→ EXTRAIT DE PAGE:
________

Le Wrap Up de la semaine où nous avons dit au revoir au Prince Philip (semaine du 12 avril 2021)
5 bullet points sur l'actu media, tech avec une pointe de culture
Au sommaire cette semaine a passé comme a candle in the wind :
Massmarketées 📺 : les marques (US) direct to consumer plus actives en TV
NFTisés 💬 : les planches de BD dans une impasse
Monnayé 🤑 : Clubhouse met en place du payant pour aider les créateurs
Déconstruite 🏗️ : la réussite de l’Occident, une affaire de psychologie sociale ?
Lu 📚 : l’Etreinte Fugitive de Daniel Mendelsohn
Massmarketées 📺 : les marques (US) direct to consumer plus actives en TV
On ne se refait jamais tout à fait, cette semaine l’histoire média qui a attiré notre attention est le renforcement de la présence des marques DTC (direct to consumer) en TV.
Ne nous y trompons pas : ces marques ont au départ construit leur notoriété en ligne et ont ces derniers mois considérablement accru leurs budgets digitaux en ligne également. Cependant, sans doute aidées par une forte baisse des CPMs TV classique, certaines ont pris goût à la puissance de la TV (particulièrement dans une année 2020 où l’audience de la TV a connu un regain d’attrait - en France, +18 minutes à 3h58 par jour pour la population 4 ans et plus !).
Un tiers d’un ensemble de 25 marques DTC ont augmenté leur investissement TV (signifiant aussi que les deux tiers ont surtout augmenté leurs investissements digitaux).
D’après l’article de The Information, les marketeurs DTC qui ont pris goût à la TV envisagent de continuer à faire grossir leurs investissements TV. Avec une petite nuance de taille cependant : ils dirigent leurs investissements surtout vers la “TV adressée” qui a fait ses premiers pas en France cette année. Ces services commencent à être pléthoriques aux US où ils sont pour la plupart couplés à une offre publicitaire :
While early video-streaming services, such as Netflix, are free of commercials, most of the recently launched services have a tier that is cheaper for consumers and carries ads. These include services offered by Discovery, ViacomCBS, NBCUniversal and, coming later this year, WarnerMedia’s HBO Max. Disney’s Hulu has long had an ad-supported tier.
Ainsi, la grande perdante de ce regain d’intérêt pour la TV pourrait être la TV elle-même … En effet, nous risquons de voir plutôt le phénomène des budgets TV “s’adressabiliser” dans les prochaines années : c’est à dire se déporter sur la TV adressée si la promesse de masse et de ciblage est au rdv; ce qui ne va pas manquer de susciter des arbitrages compliqués au sein des régies, en tout cas françaises, car même si les CPMs sont plus élevés sur la TV Adressée, il n’en reste pas moins qu’il faut passer par les fourches caudines des opérateurs télécoms qui rendent possible le ciblage et croquent au passage le gateau publicitaire.

________

→ DONNÉES FOURNIES:
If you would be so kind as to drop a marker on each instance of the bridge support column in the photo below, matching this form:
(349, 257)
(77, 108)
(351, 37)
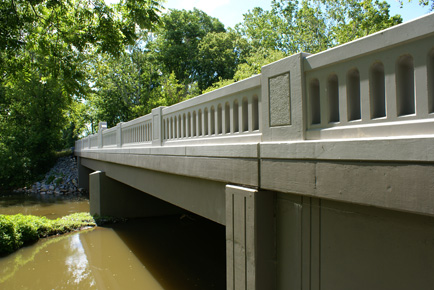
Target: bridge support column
(250, 233)
(83, 175)
(109, 197)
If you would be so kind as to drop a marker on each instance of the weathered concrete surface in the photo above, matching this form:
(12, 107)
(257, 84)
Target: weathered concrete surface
(400, 186)
(330, 245)
(109, 197)
(203, 197)
(250, 238)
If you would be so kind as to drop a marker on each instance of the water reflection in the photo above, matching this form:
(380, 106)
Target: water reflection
(154, 253)
(77, 263)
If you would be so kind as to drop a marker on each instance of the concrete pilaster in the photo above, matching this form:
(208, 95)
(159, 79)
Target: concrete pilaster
(83, 175)
(250, 239)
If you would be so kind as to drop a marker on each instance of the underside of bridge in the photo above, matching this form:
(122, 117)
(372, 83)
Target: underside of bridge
(287, 240)
(320, 168)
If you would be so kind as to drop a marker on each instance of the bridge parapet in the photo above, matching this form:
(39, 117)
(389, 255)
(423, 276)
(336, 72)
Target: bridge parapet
(378, 86)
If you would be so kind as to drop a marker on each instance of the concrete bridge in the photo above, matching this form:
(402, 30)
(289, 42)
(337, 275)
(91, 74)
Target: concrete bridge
(321, 167)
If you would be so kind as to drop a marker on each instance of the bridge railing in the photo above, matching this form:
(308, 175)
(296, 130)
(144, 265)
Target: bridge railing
(225, 114)
(381, 85)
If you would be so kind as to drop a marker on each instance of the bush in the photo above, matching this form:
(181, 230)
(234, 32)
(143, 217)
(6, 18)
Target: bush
(9, 237)
(20, 230)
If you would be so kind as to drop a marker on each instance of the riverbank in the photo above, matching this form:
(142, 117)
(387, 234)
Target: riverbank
(62, 179)
(20, 230)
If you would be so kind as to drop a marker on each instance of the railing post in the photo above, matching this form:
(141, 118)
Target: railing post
(101, 127)
(157, 128)
(119, 135)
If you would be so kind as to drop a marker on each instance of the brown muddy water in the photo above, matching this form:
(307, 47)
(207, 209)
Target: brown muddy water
(173, 252)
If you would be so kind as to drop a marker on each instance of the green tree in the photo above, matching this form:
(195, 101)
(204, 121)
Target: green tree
(45, 50)
(177, 44)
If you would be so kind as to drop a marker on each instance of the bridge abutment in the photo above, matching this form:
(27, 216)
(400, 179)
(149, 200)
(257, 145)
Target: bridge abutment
(109, 197)
(249, 238)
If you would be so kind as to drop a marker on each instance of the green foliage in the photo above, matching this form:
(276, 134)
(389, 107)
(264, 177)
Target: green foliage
(20, 230)
(177, 44)
(46, 49)
(8, 236)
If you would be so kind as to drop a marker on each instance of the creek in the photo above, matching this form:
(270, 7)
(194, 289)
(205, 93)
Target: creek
(172, 252)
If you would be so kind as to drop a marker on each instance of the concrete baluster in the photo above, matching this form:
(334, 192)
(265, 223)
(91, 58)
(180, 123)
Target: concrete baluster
(157, 128)
(101, 127)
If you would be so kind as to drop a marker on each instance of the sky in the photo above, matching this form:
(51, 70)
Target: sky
(230, 12)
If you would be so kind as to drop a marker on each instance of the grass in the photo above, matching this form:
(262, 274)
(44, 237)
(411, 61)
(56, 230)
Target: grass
(20, 230)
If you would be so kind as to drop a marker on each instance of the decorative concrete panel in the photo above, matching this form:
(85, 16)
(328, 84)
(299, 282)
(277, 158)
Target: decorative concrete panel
(280, 100)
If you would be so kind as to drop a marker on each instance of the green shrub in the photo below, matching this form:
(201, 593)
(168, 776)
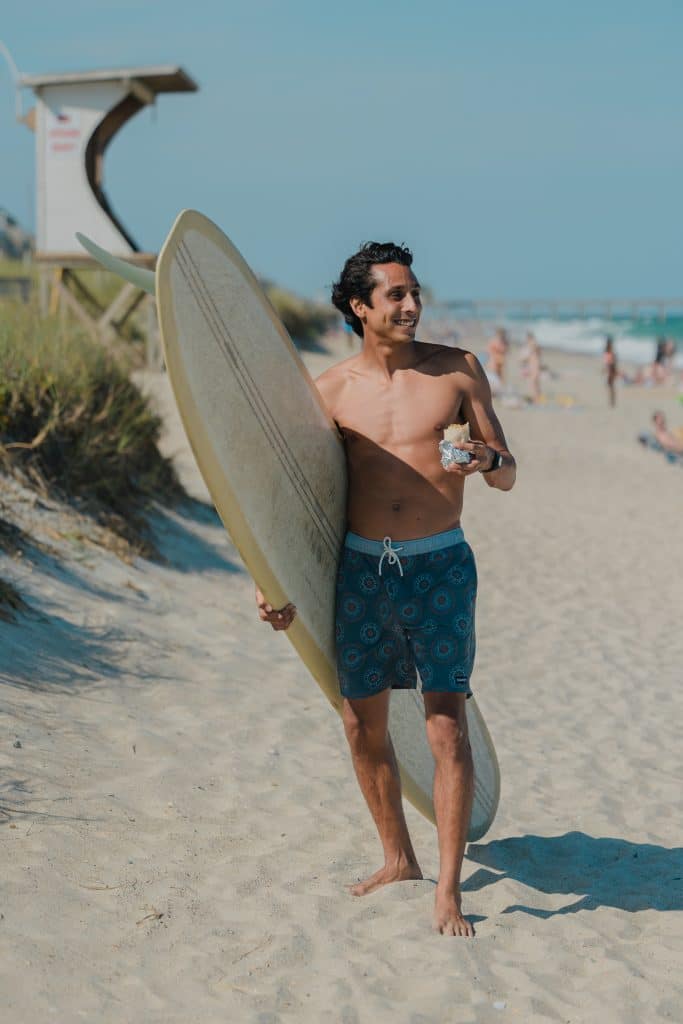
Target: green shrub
(73, 423)
(305, 321)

________

→ CONSIGNES ÉCRITES:
a. Relevez, dans le sommaire de l'extrait de page, le mot qui ouvre l'intitulé de chacune des cinq rubriques.
b. Poursuivez le texte sur les marques direct to consumer à la télévision à partir de sa dernière phrase.

→ RÉPONSES ATTENDUES:
a.
Massmarketées
NFTisés
Monnayé
Déconstruite
Lu

b.
One reason why some digital brands are attracted to TV is that it can help them reach a broader group of people than digital ads can. Digital campaigns allow brands to target an incredibly specific audience, but they often end up catching the same eyeballs over and over again, said Shane Pittson, head of growth and marketing for Quip, a startup that sells toothbrushes and floss on a subscription basis…
While traditional TV relies on Nielsen data to give advertisers a broad idea of the kinds of people who watch a show, streaming services can tell advertisers specifically how many people from the target audience segment watched.
💗 Si vous êtes arrivé(e) ici par hasard, recevez le Wrap Up chaque semaine :
NFTisées 💬 : les planches de BD dans une impasse
Vous n’avez pas pu passer à côté du phénomène des NFTs1, ces certificats digitaux échangeables qui signent la propriété d’une oeuvre numérique.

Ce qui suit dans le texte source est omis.